— Extract provided —
::::::::::

Sequences of bounded integers

This module provides BoundedIntegerSequence, which implements sequences of bounded integers and is for many (but not all) operations faster than representing the same sequence as a Python tuple.

The underlying data structure is similar to Bitset, which means that certain operations are implemented by using fast shift operations from MPIR. The following boilerplate functions can be cimported in Cython modules:

  • cdef bint biseq_init(biseq_t R, mp_size_t l, mp_size_t itemsize) except -1

    Allocate memory for a bounded integer sequence of length l with items fitting in itemsize bits.

  • cdef inline void biseq_dealloc(biseq_t S)

    Deallocate the memory used by S.

  • cdef bint biseq_init_copy(biseq_t R, biseq_t S)

    Initialize R as a copy of S.

  • cdef tuple biseq_pickle(biseq_t S)

    Return a triple (bitset_data, itembitsize, length) defining S.

  • cdef bint biseq_unpickle(biseq_t R, tuple bitset_data, mp_bitcnt_t itembitsize, mp_size_t length) except -1

    Initialise R from data returned by biseq_pickle.

  • cdef bint biseq_init_list(biseq_t R, list data, size_t bound) except -1

    Convert a list to a bounded integer sequence, which must not be allocated.

  • cdef inline Py_hash_t biseq_hash(biseq_t S)

    Hash value for S.

  • cdef inline bint biseq_richcmp(biseq_t S1, biseq_t S2, int op)

::::::::::

— Extracted data —
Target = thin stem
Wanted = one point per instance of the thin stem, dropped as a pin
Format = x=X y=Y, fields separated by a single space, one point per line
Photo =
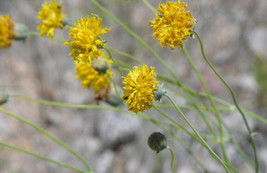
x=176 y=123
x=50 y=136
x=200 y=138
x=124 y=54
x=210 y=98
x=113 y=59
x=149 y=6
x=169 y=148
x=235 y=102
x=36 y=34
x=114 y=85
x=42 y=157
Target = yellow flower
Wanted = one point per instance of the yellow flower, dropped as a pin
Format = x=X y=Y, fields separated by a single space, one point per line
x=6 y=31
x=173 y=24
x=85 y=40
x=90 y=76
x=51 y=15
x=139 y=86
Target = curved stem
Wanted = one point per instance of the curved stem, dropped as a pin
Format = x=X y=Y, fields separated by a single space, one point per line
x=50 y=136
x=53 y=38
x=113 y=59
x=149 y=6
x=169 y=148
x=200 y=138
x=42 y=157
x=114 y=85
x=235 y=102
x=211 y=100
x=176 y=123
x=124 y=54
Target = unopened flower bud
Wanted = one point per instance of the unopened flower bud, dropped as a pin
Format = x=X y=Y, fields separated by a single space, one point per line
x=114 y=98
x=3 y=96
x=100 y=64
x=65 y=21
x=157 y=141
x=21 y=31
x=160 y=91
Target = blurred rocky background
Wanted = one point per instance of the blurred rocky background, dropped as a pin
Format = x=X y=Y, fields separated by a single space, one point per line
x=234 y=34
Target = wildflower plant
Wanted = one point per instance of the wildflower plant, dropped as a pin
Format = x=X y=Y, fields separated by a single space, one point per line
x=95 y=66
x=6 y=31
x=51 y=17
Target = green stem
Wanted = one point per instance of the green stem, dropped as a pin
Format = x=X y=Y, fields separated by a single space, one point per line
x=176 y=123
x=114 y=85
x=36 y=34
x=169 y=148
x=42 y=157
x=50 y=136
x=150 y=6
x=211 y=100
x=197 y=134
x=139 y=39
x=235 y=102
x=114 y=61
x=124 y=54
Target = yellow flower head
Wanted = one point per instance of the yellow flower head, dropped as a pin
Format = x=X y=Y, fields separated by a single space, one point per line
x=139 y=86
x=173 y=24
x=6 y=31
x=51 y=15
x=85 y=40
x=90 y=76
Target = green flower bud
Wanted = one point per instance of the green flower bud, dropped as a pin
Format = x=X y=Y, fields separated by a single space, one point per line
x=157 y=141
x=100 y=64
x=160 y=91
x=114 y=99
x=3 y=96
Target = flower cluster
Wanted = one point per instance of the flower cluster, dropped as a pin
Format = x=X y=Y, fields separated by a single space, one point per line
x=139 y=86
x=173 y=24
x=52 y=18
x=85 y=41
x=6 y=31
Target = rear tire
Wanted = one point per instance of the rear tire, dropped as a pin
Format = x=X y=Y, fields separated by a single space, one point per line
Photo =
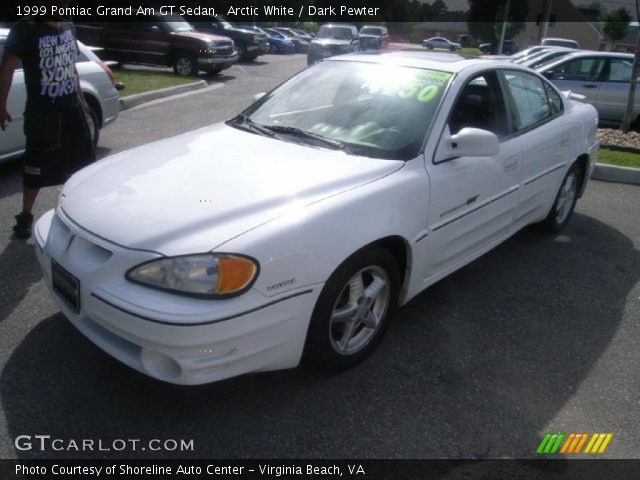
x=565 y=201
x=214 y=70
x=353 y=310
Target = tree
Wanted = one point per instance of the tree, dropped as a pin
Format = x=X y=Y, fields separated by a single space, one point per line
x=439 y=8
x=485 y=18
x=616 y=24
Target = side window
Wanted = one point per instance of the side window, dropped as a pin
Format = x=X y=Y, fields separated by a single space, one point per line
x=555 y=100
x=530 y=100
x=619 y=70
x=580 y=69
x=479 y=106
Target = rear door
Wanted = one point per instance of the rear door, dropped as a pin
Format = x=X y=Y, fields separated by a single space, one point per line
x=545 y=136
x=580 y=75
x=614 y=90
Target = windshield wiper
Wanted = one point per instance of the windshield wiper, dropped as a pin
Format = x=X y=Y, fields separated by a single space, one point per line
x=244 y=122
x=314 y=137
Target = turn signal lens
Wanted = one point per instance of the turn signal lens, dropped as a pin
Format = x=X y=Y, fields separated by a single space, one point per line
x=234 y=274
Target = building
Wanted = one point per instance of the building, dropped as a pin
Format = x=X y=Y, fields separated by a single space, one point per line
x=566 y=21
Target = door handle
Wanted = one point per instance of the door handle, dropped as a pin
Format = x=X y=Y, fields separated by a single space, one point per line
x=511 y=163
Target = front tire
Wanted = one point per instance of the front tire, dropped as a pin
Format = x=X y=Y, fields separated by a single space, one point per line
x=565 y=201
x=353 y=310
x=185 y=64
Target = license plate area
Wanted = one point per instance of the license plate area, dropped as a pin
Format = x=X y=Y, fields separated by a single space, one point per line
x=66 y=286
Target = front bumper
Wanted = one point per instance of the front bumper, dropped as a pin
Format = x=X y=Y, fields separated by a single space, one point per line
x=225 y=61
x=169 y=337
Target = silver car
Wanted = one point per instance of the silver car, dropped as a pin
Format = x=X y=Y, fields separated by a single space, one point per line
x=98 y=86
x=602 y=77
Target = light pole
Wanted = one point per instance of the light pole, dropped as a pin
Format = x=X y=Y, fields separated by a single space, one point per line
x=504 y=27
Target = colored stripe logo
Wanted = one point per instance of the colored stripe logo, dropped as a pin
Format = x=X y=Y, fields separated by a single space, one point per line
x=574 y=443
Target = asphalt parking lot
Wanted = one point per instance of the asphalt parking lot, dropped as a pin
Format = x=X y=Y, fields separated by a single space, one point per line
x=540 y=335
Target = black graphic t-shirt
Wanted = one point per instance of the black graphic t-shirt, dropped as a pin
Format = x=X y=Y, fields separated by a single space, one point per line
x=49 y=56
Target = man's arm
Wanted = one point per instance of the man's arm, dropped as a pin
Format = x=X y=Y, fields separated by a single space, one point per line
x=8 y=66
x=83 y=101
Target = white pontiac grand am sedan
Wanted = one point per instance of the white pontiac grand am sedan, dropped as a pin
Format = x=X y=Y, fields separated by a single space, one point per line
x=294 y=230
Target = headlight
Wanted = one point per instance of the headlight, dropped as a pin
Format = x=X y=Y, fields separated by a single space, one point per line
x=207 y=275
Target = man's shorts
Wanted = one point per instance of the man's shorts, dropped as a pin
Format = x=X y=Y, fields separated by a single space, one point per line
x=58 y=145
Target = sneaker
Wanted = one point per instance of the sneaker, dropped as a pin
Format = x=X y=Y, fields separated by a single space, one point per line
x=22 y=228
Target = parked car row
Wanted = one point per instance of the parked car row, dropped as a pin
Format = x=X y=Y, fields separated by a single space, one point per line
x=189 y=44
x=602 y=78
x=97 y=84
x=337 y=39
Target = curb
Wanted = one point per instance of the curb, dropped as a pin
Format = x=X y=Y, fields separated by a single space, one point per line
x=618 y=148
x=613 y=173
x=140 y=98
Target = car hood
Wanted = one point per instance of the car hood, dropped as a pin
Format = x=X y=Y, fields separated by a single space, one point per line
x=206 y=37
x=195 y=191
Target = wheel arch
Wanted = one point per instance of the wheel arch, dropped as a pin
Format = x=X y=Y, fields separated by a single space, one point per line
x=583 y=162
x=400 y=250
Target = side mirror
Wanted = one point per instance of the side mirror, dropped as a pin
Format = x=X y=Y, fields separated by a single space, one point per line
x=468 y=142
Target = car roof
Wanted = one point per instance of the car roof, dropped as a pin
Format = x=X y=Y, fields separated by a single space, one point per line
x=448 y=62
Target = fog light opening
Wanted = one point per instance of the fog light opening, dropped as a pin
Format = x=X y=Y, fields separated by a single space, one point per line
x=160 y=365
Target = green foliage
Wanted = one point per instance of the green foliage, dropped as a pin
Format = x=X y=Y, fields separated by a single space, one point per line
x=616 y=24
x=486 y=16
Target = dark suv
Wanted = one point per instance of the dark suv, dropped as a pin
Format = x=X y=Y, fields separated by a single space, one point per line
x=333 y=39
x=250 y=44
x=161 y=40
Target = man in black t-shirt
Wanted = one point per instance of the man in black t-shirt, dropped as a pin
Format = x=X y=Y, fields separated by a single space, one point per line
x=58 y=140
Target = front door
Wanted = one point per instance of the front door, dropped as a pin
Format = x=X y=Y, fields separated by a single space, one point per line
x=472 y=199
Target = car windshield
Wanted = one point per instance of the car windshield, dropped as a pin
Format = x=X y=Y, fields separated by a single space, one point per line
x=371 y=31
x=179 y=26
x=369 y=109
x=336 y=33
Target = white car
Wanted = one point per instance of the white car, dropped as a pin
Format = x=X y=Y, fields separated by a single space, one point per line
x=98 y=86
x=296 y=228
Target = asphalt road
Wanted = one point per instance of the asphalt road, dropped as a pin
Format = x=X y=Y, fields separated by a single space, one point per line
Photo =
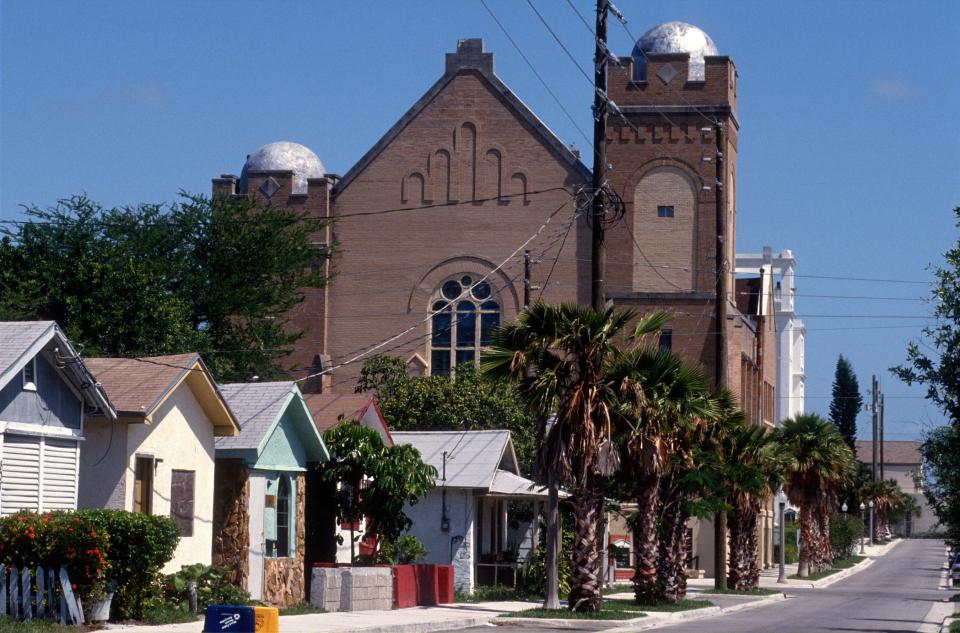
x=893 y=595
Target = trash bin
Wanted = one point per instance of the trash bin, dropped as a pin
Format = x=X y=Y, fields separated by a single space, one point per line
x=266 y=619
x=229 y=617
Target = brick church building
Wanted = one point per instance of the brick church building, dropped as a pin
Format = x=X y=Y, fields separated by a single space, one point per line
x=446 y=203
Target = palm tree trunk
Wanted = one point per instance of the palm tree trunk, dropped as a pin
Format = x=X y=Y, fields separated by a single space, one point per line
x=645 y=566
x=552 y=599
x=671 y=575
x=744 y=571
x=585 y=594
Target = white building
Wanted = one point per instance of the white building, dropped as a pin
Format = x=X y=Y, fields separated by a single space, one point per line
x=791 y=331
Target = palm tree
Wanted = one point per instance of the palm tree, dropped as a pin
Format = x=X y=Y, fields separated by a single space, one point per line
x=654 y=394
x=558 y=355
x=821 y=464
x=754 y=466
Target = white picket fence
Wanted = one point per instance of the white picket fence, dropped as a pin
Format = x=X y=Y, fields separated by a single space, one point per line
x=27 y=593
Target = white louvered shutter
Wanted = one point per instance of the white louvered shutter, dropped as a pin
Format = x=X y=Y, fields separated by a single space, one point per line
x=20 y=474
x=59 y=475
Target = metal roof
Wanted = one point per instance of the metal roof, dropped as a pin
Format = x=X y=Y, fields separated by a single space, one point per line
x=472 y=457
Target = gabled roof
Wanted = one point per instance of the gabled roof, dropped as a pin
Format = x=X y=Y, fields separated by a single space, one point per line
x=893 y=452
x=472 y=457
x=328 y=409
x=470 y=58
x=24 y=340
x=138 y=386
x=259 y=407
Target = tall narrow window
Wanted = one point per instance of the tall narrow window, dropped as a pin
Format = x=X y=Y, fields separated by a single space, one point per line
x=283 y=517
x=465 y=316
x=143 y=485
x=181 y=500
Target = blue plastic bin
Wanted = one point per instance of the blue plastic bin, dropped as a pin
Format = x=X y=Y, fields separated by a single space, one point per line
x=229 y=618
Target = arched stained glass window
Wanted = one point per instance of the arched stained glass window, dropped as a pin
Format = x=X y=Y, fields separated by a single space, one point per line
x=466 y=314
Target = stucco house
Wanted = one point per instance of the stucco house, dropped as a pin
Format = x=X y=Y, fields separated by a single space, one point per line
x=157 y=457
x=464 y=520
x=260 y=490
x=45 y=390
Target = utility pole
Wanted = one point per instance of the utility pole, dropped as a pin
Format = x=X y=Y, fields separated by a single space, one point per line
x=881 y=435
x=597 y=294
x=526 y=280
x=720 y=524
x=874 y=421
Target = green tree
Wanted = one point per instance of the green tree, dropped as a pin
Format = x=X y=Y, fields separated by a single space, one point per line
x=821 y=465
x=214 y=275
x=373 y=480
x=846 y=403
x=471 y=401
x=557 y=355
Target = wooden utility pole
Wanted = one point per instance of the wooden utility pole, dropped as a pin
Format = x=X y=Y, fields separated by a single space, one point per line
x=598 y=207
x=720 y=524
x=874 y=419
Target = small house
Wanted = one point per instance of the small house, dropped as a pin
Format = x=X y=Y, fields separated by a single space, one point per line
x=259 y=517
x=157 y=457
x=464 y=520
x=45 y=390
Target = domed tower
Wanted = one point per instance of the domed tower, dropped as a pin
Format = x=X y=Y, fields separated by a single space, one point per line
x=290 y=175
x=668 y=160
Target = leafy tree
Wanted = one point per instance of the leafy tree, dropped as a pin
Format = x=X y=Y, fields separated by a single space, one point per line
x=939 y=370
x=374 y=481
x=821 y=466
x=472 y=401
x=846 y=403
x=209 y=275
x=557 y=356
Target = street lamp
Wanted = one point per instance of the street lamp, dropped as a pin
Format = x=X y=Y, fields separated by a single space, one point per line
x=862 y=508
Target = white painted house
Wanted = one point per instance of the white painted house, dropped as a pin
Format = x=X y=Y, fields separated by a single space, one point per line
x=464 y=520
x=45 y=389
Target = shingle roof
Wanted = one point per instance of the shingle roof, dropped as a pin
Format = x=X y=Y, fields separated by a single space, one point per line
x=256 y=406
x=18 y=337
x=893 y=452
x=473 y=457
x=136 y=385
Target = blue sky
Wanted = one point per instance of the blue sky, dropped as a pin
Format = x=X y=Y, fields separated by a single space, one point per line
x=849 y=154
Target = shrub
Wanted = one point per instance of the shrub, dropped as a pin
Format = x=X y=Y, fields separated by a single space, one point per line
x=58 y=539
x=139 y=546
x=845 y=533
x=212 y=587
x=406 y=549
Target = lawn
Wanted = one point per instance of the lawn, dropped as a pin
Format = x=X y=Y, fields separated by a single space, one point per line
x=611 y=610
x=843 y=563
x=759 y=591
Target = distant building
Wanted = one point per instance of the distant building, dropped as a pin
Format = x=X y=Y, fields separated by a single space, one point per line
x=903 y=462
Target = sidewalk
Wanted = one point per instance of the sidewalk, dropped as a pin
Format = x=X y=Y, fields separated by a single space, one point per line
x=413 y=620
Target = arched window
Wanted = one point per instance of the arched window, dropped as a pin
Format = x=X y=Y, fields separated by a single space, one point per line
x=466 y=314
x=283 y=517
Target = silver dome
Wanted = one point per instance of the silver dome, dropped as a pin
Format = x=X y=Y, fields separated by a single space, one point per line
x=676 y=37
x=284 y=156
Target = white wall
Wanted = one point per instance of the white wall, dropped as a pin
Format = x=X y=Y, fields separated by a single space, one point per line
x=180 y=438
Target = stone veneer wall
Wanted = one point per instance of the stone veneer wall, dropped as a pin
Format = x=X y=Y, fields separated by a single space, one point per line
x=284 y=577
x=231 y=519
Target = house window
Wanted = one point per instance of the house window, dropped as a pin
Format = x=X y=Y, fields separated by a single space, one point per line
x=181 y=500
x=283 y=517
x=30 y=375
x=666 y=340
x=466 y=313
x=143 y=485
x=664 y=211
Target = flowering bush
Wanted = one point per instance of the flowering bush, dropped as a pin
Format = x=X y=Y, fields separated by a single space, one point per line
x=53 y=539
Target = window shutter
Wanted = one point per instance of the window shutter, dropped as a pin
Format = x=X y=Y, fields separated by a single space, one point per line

::::::::::

— Required work —
Write the next part of the documentation on sequences of bounded integers, continuing from the point where it stops. The lines have no role in this exercise.

— Written response —
    Comparison of S1 and S2. This takes into account the bound, the length, and the list of items of the two sequences.

  • cdef bint biseq_init_concat(biseq_t R, biseq_t S1, biseq_t S2) except -1

    Concatenate S1 and S2 and write the result to R. Does not test whether the sequences have the same bound!

  • cdef inline bint biseq_startswith(biseq_t S1, biseq_t S2)

    Is S1=S2+something? Does not check whether the sequences have the same bound!

  • cdef mp_size_t biseq_contains(biseq_t S1, biseq_t S2, mp_size_t start) except -2

    Return the position in S1 of S2 as a subsequence of S1[start:], or -1 if S2 is not a subsequence. Does not check whether the sequences have the same bound!

  • cdef mp_size_t biseq_starswith_tail(biseq_t S1, biseq_t S2, mp_size_t start) except -2:

    Return the smallest number i such that the bounded integer sequence S1 starts with the sequence S2[i:], where start <= i < S1.length, or return -1 if no such i exists.

  • cdef mp_size_t biseq_index(biseq_t S, size_t item, mp_size_t start) except -2

    Return the position in S of the item in S[start:], or -1 if S[start:] does not contain the item.

  • cdef size_t biseq_getitem(biseq_t S, mp_size_t index)

    Return S[index], without checking margins.

  • cdef size_t biseq_getitem_py(biseq_t S, mp_size_t index)

    Return S[index] as Python int or long, without checking margins.

  • cdef biseq_inititem(biseq_t S, mp_size_t index, size_t item)

    Set S[index] = item, without checking margins and assuming that S[index] has previously been zero.

  • cdef inline void biseq_clearitem(biseq_t S, mp_size_t index)

    Set S[index] = 0, without checking margins.

  • cdef bint biseq_init_slice(biseq_t R, biseq_t S, mp_size_t start, mp_size_t stop, mp_size_t step) except -1

    Initialise R with S[start:stop:step].

AUTHORS:

class sage.data_structures.bounded_integer_sequences.BoundedIntegerSequence

Bases: object

A sequence of non-negative uniformely bounded integers.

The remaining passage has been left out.